Stated exercise – Lay out the lines of the rows below, from the line holding "instance, sample <point>379,260</point>." through the line holding "<point>277,305</point>", inclusive, as a Markdown table with the columns Number and Row line. Skip blank lines, leave out the pictures, and give only those lines.
>> Start Input material
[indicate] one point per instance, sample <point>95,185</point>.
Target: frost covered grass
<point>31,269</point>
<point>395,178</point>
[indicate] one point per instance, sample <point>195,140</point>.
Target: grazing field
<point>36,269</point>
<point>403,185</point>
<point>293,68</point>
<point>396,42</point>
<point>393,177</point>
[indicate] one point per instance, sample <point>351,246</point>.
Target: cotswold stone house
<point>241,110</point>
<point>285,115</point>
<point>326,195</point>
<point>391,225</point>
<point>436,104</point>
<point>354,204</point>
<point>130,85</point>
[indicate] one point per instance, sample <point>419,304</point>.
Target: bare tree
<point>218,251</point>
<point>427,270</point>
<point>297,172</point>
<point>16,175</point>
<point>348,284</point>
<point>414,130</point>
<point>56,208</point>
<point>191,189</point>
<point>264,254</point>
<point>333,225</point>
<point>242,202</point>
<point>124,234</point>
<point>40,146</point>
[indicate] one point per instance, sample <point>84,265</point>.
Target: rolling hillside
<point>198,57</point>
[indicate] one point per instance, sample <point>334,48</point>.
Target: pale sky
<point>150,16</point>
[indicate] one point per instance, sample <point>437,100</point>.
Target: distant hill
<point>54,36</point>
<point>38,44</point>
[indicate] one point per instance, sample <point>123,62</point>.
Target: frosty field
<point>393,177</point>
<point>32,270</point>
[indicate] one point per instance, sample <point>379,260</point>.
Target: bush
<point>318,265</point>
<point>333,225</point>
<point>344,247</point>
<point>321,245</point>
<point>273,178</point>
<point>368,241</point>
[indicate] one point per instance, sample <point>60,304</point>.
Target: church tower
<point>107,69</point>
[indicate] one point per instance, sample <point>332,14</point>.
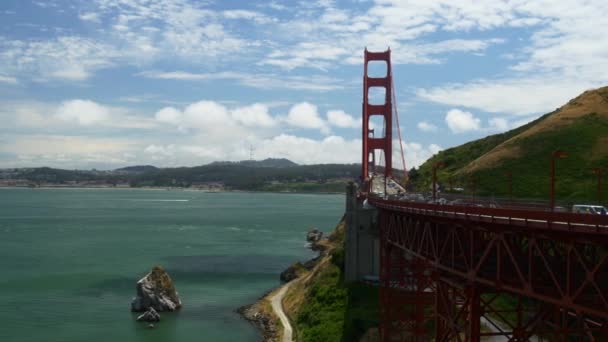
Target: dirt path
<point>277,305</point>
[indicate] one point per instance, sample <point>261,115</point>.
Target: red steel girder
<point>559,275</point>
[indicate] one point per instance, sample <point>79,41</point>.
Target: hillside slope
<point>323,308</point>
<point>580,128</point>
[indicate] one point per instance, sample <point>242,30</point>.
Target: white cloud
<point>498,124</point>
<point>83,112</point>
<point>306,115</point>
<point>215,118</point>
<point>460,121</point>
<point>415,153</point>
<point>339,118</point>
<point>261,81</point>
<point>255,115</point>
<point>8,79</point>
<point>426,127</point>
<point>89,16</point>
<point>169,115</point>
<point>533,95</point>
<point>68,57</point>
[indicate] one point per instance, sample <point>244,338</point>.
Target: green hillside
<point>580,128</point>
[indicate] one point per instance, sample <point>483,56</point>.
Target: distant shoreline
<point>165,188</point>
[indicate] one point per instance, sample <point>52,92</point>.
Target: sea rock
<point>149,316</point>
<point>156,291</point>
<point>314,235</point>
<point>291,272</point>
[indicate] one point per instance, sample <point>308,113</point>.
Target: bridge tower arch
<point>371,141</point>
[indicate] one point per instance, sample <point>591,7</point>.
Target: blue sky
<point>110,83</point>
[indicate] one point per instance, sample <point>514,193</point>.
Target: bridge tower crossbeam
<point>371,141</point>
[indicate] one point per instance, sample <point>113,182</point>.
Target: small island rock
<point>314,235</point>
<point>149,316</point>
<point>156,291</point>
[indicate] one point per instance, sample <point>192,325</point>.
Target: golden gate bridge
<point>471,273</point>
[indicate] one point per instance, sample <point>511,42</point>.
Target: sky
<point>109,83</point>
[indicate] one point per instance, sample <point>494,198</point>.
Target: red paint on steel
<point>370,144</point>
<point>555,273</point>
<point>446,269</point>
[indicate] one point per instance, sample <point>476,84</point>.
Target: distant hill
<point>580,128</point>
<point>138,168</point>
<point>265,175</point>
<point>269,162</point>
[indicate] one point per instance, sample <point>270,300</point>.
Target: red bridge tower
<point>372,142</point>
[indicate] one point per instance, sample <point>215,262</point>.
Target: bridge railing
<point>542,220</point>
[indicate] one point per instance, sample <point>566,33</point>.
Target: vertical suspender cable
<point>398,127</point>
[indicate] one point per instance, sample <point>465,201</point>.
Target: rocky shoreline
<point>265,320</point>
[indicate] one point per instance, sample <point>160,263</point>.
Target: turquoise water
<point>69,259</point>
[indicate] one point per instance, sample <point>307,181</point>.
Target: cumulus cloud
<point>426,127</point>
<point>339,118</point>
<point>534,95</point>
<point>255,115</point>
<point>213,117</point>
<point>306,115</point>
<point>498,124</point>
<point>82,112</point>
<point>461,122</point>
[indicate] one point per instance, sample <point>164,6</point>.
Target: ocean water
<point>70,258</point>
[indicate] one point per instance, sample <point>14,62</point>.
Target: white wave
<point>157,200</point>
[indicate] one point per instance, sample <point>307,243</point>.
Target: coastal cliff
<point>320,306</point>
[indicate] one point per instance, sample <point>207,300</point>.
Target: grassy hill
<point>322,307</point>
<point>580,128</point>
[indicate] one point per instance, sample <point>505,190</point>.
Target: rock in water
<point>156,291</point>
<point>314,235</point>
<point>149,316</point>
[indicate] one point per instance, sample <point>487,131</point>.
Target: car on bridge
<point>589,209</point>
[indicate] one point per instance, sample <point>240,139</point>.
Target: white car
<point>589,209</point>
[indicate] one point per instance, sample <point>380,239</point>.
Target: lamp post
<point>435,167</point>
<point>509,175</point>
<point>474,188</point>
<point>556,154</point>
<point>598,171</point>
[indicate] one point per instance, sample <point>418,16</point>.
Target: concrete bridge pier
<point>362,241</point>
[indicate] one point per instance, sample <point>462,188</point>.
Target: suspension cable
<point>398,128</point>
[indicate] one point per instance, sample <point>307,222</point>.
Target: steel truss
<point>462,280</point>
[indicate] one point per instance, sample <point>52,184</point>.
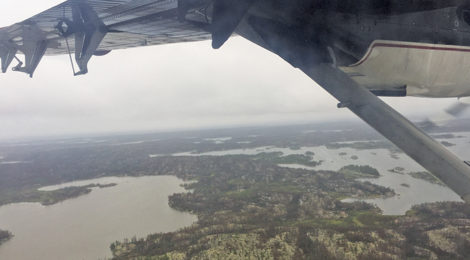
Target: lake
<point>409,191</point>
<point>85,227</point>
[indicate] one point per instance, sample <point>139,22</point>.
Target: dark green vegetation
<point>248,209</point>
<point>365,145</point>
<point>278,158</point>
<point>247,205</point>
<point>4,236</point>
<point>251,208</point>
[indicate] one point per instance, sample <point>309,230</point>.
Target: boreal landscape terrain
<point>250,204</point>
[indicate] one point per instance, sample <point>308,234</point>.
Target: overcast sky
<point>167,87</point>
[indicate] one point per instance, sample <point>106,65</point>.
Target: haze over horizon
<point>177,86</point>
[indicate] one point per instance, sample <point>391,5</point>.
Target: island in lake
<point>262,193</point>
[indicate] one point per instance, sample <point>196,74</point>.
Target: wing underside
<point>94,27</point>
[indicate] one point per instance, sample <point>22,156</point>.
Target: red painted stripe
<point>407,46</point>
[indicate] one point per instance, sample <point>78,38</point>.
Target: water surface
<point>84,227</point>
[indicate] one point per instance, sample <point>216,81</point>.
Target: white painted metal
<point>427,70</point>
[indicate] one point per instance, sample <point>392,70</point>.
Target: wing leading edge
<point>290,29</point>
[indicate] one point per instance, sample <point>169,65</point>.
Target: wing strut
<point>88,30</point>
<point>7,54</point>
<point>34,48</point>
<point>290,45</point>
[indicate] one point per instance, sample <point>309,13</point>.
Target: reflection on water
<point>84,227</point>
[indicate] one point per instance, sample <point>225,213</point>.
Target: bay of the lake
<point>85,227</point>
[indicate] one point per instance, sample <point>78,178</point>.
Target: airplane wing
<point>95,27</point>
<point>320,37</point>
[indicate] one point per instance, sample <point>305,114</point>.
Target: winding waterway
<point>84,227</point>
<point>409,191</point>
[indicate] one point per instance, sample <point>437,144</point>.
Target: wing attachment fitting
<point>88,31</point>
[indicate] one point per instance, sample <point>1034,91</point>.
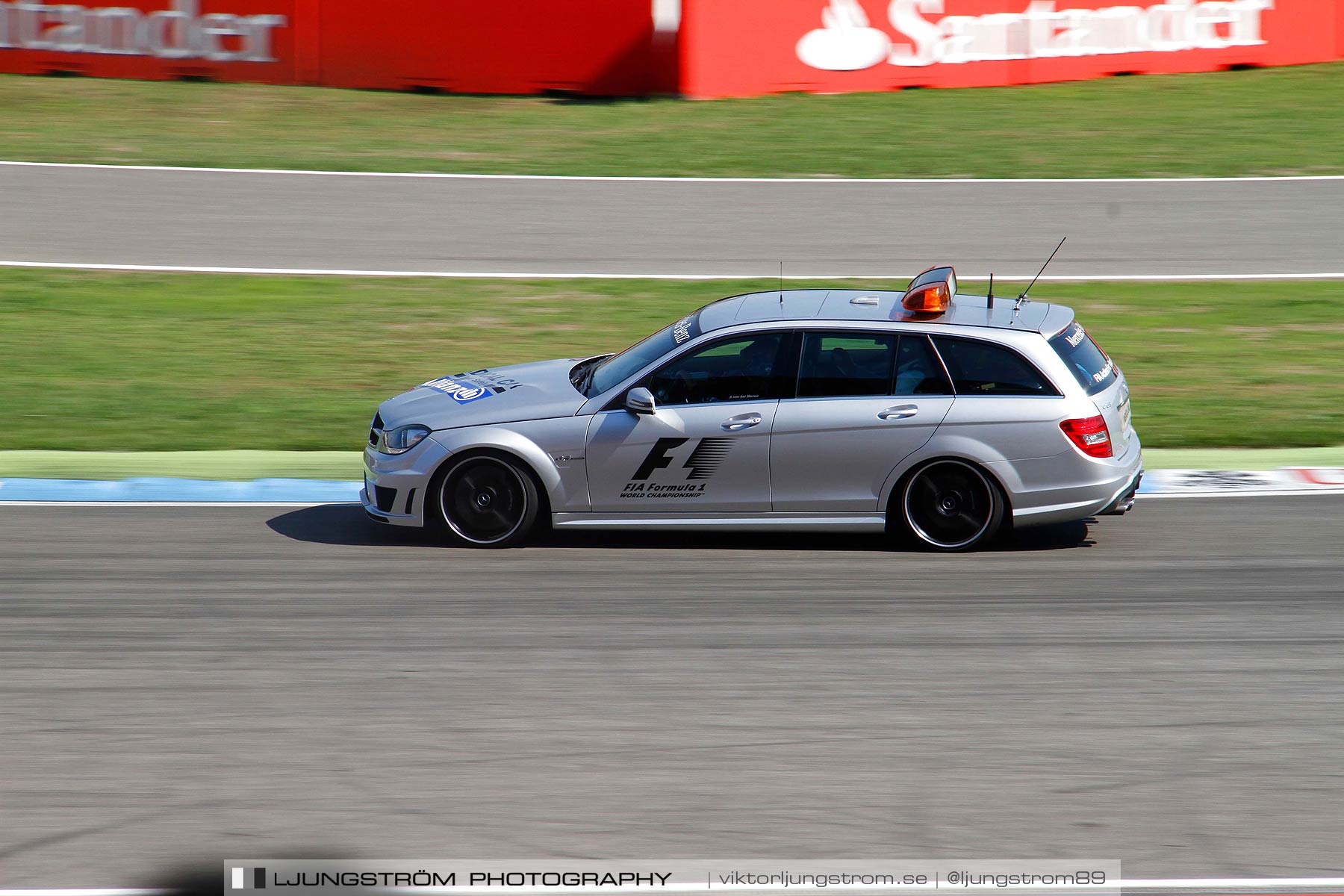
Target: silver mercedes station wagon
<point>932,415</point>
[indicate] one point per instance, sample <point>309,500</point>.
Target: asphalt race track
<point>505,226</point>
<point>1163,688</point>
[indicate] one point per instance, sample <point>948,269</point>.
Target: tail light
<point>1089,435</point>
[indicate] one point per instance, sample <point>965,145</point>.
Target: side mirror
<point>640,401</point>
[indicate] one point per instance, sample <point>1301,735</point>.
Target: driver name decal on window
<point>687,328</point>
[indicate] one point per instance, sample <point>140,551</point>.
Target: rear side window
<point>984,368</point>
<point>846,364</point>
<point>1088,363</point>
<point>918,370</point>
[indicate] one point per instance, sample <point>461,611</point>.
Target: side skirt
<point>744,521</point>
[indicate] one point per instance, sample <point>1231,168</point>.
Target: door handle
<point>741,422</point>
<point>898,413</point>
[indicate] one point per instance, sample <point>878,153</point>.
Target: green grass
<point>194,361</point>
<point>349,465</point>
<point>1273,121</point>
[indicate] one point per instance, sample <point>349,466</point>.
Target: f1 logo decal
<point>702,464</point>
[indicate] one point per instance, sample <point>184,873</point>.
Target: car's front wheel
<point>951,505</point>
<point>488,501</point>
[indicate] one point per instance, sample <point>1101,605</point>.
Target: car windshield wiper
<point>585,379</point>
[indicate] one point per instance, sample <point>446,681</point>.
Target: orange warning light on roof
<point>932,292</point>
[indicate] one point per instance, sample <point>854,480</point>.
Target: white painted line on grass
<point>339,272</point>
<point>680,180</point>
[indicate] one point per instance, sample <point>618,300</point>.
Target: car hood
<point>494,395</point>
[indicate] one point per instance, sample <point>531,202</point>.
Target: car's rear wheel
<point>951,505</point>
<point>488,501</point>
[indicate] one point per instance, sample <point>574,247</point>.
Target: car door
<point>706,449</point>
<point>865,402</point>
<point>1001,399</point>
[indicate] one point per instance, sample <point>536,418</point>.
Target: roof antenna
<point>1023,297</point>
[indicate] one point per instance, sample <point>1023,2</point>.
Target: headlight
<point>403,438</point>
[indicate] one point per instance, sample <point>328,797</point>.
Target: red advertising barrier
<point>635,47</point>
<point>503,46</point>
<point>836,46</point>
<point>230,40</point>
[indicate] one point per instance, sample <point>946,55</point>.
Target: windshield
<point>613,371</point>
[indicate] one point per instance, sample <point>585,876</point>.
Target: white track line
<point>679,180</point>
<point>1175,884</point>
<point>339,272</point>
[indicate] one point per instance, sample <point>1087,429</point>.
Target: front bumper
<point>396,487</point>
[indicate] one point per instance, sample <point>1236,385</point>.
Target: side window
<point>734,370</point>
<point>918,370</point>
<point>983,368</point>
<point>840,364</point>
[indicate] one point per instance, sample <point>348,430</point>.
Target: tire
>> End Input material
Written response –
| Number | Row line |
|---|---|
| 1 | [indicate] one point per instance, sample <point>379,260</point>. |
| 2 | Target: bush |
| 3 | <point>318,265</point> |
| 4 | <point>333,225</point> |
| 5 | <point>344,247</point> |
| 6 | <point>321,245</point> |
| 7 | <point>273,178</point> |
| 8 | <point>368,241</point> |
| 9 | [indicate] one point per instance, sample <point>60,304</point>. |
| 10 | Target: church tower |
| 11 | <point>107,69</point> |
| 12 | [indicate] one point per instance, sample <point>332,14</point>. |
| 13 | Target: dirt path |
| 14 | <point>277,305</point> |